# Exercise goal
Reproduce verbatim the final portion of the material below, from the line containing "# test: put a marker on the outstretched" through its last line, and nothing else.

# Point annotation dataset records
·····

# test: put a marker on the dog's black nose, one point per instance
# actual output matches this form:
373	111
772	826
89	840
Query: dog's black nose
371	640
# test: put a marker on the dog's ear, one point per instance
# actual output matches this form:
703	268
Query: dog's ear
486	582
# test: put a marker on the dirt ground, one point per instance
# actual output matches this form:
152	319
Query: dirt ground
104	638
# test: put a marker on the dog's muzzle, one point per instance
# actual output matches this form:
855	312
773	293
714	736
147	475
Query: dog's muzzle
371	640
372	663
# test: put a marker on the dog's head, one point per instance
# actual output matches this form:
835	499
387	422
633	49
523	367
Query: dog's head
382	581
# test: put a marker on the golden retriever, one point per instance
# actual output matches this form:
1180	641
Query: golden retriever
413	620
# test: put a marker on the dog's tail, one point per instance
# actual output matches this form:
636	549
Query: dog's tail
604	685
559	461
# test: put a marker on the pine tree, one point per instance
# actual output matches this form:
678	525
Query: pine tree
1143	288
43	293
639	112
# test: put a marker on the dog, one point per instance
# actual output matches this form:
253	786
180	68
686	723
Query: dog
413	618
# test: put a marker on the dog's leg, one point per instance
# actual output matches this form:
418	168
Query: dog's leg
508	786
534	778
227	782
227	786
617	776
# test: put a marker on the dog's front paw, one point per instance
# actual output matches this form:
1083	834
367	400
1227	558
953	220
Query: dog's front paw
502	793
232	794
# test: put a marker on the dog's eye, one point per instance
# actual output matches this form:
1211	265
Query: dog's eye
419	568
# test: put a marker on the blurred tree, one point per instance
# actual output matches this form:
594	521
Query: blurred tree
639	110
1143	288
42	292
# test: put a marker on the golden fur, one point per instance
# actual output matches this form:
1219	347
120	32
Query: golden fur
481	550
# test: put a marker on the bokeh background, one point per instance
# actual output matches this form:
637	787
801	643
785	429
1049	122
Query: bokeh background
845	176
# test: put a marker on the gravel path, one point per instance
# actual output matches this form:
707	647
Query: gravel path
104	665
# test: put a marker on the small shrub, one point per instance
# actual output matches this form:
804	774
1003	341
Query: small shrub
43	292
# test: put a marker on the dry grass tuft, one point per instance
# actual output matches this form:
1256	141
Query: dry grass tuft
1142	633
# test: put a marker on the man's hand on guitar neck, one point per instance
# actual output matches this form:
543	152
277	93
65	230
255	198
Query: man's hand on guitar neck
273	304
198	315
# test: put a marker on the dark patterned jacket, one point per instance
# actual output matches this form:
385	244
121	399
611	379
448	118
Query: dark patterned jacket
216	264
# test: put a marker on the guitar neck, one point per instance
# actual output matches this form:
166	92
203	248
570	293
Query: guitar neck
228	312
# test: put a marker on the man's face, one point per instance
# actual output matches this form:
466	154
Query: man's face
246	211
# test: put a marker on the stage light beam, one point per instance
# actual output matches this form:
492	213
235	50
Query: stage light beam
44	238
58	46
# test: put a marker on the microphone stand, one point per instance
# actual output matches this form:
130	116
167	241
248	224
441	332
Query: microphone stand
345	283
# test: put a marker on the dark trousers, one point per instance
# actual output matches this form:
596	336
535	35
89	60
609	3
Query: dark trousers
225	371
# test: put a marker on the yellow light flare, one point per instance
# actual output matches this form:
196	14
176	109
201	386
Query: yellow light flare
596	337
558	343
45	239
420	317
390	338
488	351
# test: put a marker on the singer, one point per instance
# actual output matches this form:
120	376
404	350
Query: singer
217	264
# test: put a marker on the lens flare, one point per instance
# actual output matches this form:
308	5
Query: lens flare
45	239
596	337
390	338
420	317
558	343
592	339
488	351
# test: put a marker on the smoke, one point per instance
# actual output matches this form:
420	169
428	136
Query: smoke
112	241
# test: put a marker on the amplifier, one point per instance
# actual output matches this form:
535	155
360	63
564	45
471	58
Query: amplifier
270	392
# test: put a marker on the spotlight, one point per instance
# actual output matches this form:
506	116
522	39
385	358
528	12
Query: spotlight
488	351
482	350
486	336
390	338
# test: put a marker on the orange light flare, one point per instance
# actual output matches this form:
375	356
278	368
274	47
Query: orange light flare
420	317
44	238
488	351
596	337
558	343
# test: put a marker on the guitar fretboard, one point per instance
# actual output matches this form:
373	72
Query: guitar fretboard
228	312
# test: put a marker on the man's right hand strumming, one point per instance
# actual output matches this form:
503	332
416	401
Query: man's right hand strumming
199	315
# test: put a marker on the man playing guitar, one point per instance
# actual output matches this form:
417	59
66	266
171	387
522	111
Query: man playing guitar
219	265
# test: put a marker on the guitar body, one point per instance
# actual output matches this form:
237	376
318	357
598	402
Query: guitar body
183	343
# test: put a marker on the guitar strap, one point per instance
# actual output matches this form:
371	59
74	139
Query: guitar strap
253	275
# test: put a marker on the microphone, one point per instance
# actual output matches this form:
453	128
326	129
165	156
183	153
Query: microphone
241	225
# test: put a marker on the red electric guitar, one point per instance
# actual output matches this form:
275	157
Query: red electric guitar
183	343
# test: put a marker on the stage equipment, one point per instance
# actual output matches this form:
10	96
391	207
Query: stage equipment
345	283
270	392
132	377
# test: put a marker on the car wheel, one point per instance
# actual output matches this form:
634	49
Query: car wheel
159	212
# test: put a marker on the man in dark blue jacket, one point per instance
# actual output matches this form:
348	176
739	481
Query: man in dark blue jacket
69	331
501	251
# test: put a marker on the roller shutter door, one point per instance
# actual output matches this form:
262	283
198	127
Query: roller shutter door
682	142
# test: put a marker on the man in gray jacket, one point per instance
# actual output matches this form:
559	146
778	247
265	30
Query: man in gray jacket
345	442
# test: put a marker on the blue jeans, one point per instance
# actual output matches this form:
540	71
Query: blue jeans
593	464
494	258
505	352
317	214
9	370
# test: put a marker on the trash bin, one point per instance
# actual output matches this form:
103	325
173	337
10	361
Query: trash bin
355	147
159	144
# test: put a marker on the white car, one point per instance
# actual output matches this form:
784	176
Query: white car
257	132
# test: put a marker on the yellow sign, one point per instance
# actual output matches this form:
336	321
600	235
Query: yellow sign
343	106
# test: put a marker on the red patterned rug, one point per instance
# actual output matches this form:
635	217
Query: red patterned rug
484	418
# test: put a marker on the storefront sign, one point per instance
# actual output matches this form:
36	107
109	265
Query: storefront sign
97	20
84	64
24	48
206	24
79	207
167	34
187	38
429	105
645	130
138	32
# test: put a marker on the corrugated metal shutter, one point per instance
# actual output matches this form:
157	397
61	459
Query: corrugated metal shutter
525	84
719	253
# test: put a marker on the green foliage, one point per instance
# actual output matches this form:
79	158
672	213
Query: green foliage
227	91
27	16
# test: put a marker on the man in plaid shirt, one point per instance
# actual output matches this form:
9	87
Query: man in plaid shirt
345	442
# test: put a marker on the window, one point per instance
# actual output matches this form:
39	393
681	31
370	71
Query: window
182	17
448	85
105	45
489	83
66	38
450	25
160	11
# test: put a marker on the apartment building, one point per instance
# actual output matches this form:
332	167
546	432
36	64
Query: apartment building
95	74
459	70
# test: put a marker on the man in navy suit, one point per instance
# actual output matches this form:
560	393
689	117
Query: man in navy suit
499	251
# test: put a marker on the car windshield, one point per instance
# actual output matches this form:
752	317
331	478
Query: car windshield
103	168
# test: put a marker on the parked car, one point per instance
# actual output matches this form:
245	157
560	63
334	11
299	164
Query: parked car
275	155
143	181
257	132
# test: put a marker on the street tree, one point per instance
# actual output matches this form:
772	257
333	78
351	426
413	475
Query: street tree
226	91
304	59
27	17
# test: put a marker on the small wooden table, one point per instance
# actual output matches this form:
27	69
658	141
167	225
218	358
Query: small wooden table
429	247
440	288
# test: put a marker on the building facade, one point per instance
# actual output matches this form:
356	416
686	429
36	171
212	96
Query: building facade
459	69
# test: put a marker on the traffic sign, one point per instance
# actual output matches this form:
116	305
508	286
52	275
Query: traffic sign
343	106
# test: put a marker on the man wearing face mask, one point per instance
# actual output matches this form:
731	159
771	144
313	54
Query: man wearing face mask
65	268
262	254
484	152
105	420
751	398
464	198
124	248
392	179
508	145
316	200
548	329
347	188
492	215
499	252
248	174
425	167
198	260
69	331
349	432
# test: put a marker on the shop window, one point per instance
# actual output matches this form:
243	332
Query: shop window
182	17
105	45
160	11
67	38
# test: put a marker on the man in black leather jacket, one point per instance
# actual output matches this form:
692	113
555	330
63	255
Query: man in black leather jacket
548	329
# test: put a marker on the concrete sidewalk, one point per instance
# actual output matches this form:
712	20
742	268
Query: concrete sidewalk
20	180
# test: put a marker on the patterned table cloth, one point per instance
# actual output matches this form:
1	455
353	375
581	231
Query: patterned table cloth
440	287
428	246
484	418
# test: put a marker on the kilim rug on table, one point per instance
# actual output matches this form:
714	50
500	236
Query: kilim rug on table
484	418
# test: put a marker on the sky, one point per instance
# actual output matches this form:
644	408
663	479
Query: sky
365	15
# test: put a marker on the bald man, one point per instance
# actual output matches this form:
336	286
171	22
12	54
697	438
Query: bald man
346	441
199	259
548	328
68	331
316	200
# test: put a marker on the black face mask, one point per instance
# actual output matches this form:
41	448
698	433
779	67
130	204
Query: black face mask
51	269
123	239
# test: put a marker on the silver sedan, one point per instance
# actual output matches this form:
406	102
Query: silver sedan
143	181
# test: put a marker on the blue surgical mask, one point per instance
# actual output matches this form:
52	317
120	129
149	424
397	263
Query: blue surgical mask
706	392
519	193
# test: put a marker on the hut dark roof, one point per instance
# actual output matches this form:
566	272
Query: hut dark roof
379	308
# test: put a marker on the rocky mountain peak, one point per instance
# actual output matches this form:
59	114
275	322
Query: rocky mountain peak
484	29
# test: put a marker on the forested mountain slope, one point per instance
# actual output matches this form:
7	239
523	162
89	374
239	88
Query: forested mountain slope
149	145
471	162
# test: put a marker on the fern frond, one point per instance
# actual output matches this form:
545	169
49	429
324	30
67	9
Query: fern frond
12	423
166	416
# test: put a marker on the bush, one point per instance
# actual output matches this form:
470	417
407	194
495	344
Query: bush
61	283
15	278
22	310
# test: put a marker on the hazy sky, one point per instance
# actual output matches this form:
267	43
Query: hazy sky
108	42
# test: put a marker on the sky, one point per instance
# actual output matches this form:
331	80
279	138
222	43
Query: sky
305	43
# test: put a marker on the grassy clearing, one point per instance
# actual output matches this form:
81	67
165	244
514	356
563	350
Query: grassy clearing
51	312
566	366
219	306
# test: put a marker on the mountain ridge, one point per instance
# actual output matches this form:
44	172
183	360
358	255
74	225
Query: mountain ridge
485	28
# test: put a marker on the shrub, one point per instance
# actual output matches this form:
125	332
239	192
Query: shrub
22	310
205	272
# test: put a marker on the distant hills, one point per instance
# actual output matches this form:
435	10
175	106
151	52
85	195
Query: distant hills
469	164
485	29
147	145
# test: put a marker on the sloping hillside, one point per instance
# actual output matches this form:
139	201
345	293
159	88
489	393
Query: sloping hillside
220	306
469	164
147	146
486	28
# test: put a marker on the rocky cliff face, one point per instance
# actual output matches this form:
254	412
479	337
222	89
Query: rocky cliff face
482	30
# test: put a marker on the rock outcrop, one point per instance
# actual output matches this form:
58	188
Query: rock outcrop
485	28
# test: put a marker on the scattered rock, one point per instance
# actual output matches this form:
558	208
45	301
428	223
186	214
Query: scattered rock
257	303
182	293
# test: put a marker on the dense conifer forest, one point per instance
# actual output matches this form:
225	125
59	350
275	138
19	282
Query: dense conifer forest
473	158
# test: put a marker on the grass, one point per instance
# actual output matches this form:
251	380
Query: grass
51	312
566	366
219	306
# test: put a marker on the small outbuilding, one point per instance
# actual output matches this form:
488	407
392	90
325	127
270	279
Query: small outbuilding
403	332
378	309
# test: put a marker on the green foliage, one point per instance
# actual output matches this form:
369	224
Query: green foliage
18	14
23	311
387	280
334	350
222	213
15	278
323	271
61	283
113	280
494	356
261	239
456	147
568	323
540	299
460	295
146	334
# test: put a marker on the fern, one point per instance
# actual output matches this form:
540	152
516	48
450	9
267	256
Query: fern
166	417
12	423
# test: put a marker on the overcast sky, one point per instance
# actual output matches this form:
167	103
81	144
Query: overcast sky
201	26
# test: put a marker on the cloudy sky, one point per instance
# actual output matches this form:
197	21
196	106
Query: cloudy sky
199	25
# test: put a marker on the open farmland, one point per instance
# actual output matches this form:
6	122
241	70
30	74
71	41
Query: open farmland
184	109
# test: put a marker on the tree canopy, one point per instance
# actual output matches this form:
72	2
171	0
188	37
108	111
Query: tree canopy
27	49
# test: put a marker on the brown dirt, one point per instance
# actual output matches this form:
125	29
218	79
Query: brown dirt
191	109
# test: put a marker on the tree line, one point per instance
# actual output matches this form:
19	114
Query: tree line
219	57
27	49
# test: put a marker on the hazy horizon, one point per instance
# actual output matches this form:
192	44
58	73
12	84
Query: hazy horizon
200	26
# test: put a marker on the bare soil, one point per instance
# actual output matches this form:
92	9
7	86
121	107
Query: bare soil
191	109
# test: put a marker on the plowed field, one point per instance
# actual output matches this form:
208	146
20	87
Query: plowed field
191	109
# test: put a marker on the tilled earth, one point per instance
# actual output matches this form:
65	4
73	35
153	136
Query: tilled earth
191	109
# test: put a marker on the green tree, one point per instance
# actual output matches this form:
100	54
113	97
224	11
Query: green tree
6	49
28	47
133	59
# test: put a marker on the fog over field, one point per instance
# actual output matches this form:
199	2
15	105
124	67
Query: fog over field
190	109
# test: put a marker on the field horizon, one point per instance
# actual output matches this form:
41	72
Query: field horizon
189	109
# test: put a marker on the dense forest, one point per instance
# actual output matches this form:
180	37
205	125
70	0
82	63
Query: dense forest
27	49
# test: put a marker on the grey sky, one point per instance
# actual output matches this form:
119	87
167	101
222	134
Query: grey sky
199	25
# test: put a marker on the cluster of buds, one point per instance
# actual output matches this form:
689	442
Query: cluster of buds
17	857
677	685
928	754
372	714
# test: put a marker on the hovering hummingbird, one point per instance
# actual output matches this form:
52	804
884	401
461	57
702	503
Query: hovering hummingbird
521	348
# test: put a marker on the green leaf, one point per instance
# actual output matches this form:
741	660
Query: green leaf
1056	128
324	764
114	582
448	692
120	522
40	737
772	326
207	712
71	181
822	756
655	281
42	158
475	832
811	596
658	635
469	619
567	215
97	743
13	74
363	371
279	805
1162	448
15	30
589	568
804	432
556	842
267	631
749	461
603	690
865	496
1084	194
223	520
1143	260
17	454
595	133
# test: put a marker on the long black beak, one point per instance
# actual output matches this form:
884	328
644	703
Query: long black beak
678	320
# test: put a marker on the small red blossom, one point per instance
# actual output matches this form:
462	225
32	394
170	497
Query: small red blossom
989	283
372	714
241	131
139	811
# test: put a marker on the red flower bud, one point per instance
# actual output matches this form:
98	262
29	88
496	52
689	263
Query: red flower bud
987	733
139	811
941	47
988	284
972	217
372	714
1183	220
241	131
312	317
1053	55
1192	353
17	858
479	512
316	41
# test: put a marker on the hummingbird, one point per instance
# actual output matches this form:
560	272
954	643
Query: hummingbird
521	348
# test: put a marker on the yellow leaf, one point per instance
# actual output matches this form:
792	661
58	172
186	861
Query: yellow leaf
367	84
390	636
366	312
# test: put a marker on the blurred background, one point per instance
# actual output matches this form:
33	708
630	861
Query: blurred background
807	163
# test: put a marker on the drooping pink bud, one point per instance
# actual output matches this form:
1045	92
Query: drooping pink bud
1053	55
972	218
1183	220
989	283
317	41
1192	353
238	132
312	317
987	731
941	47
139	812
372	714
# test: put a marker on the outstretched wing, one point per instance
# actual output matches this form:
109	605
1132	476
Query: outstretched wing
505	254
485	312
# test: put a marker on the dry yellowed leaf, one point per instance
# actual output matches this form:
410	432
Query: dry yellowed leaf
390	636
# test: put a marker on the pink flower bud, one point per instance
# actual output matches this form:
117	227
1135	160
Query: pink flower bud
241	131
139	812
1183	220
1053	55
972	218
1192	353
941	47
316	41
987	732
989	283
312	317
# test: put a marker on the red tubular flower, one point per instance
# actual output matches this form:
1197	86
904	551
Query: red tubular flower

·····

# Final result
# test: put a marker on the outstretched wing, one point per instance
# actual output matches this form:
109	605
1132	476
Query: outstretched wing
505	254
485	312
# test: put a marker on the dry yellowed leaf, one point per instance
# actual output matches this form:
410	432
Query: dry yellowed leaf
390	636
# test: put a marker on the pink flower bud, one point per instance
# actual output matches this form:
117	227
1135	160
Query: pink flower bud
241	131
139	812
1183	220
1053	55
972	218
1192	353
941	47
316	41
987	732
989	283
312	317
# test: put a marker on the red tubular flower, one point per instance
# actual output matches this form:
1197	86
904	551
Query: red tubular flower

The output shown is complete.